• What you have to do:
Scan the records for "tree". Show the matching lines.

• Items from a dataset:
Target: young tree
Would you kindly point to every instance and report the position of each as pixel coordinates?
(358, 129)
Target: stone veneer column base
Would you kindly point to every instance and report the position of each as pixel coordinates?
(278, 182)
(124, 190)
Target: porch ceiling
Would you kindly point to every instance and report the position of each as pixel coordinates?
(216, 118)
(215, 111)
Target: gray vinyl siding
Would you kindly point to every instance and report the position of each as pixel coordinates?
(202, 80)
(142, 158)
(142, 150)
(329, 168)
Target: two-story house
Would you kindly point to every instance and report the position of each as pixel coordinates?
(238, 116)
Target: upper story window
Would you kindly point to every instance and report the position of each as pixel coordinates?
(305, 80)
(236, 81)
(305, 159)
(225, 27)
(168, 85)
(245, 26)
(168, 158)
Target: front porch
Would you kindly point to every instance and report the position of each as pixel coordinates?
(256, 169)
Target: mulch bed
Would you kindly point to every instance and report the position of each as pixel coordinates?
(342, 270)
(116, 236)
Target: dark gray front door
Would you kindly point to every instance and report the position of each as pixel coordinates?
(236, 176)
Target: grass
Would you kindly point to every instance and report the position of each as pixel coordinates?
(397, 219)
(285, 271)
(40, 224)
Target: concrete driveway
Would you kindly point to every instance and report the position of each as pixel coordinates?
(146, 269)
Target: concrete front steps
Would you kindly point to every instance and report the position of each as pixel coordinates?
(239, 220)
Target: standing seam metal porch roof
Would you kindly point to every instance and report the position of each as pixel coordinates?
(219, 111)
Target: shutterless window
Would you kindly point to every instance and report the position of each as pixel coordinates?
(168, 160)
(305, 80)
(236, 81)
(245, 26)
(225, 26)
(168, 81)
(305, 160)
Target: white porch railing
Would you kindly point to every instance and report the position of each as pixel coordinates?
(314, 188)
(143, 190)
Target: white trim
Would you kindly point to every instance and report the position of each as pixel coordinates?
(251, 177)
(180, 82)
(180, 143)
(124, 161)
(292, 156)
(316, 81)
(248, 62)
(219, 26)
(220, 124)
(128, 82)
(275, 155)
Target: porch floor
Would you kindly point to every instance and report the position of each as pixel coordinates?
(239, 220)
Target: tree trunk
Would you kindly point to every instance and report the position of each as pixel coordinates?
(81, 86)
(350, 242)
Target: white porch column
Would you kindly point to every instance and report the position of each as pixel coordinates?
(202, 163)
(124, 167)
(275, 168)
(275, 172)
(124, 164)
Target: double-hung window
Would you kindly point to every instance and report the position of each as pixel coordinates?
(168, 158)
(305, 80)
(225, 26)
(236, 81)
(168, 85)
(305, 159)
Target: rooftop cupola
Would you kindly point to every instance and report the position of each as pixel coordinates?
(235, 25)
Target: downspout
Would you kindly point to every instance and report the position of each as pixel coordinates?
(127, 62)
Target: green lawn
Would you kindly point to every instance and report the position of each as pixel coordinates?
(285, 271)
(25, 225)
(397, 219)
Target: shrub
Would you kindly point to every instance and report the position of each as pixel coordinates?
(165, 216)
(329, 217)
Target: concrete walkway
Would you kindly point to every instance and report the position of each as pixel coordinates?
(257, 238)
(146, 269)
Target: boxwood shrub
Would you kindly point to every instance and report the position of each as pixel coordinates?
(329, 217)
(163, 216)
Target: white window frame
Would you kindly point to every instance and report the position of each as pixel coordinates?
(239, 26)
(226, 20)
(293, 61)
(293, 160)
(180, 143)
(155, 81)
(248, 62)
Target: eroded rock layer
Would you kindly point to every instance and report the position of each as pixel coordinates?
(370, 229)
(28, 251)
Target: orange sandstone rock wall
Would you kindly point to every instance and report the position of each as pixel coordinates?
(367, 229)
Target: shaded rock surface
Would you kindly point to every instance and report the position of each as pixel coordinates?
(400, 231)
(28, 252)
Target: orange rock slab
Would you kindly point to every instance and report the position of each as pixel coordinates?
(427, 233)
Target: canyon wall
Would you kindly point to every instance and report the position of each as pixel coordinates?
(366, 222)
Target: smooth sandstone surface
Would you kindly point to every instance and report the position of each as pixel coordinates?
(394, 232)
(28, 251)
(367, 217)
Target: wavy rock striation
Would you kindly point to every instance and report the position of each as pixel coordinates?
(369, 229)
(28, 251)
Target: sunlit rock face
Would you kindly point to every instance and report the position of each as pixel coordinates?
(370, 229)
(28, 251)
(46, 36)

• Solution for this problem:
Target: young tree
Target: tree trunk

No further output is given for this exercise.